WHAT YOU WILL DO
Reproduce every one of the entries below word for word, changing nothing.

** Start DATASET EXTRACT **

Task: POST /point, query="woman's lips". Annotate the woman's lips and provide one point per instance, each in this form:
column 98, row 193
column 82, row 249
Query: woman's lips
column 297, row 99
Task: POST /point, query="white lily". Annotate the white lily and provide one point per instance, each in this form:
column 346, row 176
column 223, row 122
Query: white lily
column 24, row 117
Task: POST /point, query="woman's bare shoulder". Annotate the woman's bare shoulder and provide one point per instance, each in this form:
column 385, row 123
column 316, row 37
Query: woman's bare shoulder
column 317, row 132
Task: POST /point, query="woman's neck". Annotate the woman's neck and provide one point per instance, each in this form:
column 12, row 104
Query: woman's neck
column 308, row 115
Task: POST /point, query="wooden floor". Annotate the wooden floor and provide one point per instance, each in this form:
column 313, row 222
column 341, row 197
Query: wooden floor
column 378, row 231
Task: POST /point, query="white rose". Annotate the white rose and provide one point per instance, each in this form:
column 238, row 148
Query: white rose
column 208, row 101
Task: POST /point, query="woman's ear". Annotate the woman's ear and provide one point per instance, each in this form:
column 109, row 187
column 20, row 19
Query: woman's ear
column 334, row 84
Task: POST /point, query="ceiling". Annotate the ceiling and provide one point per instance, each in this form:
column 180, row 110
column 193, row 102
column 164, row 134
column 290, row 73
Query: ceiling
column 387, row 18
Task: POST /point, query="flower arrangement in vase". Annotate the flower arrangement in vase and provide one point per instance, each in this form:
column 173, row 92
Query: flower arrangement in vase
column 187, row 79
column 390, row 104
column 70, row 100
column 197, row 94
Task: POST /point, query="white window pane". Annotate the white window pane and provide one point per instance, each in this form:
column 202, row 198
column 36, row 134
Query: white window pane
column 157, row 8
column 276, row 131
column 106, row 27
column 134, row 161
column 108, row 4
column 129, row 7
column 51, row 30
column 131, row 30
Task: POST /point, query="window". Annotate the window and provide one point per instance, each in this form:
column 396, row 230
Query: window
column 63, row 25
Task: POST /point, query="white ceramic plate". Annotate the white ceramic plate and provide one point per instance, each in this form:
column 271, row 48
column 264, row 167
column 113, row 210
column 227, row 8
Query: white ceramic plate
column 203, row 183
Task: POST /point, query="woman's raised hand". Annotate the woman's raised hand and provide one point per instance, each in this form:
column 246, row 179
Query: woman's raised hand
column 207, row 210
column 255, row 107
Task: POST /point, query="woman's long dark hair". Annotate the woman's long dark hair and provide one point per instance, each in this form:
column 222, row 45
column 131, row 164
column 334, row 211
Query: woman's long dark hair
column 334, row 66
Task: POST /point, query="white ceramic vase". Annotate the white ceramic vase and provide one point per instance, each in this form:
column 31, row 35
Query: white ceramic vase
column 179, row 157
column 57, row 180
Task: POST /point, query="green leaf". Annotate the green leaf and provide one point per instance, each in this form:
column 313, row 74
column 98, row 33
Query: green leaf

** End DATASET EXTRACT **

THE OUTPUT
Task: POST /point, query="woman's lips". Annotate the woman's lips and provide one point per instance, each in this form:
column 98, row 193
column 82, row 249
Query: woman's lips
column 297, row 99
Task: POST /point, query="white lily". Annotate the white lily and provide one point per instance, each in this form:
column 346, row 176
column 223, row 122
Query: white lily
column 24, row 117
Task: POST /point, query="woman's bare shoulder". Annotate the woman's bare shoulder and provide one point per instance, each in this form:
column 385, row 123
column 316, row 37
Query: woman's bare shoulder
column 317, row 132
Task: POST /point, query="woman's neck". Annotate the woman's neck and provide one point per instance, each in this form:
column 12, row 104
Query: woman's neck
column 308, row 115
Task: POST /point, query="wooden floor". Annotate the wooden floor and provide one point per instance, each in this form:
column 313, row 222
column 341, row 197
Query: wooden floor
column 378, row 231
Task: POST /point, query="white rose". Annotate the white rose and provide one point per instance, each in this form:
column 238, row 148
Query: white rose
column 208, row 101
Task: POST /point, query="woman's ear". Annotate the woman's ear and provide one point per instance, each in this form:
column 109, row 187
column 20, row 19
Query: woman's ear
column 334, row 84
Task: POST /point, query="ceiling". Annotate the ceiling and provide one point per instance, each in this form:
column 180, row 110
column 193, row 102
column 164, row 134
column 290, row 73
Query: ceiling
column 387, row 18
Task: POST /point, query="flower arrangement in vase". Annotate the flower arrangement in vase and provide one point per instance, each in this form:
column 173, row 92
Query: flower arrangement in vase
column 187, row 79
column 390, row 104
column 70, row 100
column 197, row 94
Task: POST /point, query="white window pane". Annotate the white window pane and provide one point per instance, each in this form:
column 202, row 198
column 36, row 134
Query: white window pane
column 157, row 8
column 276, row 131
column 106, row 27
column 134, row 161
column 108, row 4
column 129, row 7
column 51, row 30
column 131, row 30
Task: POST /point, query="window". Annotate the window and provide one point per instance, each in this form:
column 396, row 230
Query: window
column 63, row 25
Task: POST /point, query="white ceramic plate". Annotate the white ceramic plate and provide one point per instance, each in this form:
column 271, row 48
column 264, row 167
column 113, row 210
column 227, row 8
Query: white ceramic plate
column 203, row 183
Task: POST /point, query="woman's raised hand". Annotate the woman's raised hand and provide one point per instance, each in this form:
column 246, row 179
Query: woman's raised hand
column 207, row 210
column 255, row 107
Task: POST /point, query="woman's long dark hair". Annotate the woman's long dark hair and provide one point per instance, each in this form:
column 222, row 45
column 131, row 164
column 334, row 211
Query: woman's long dark hair
column 334, row 66
Task: POST /point, query="white ceramic vase". Annotate the white ceramic vase and provide one point per instance, each in this form:
column 31, row 35
Query: white ceramic vase
column 179, row 157
column 57, row 180
Task: POST /point, query="green leaf". Annotate the green leaf and provide one point per instance, each in this form:
column 313, row 74
column 98, row 33
Query: green leaf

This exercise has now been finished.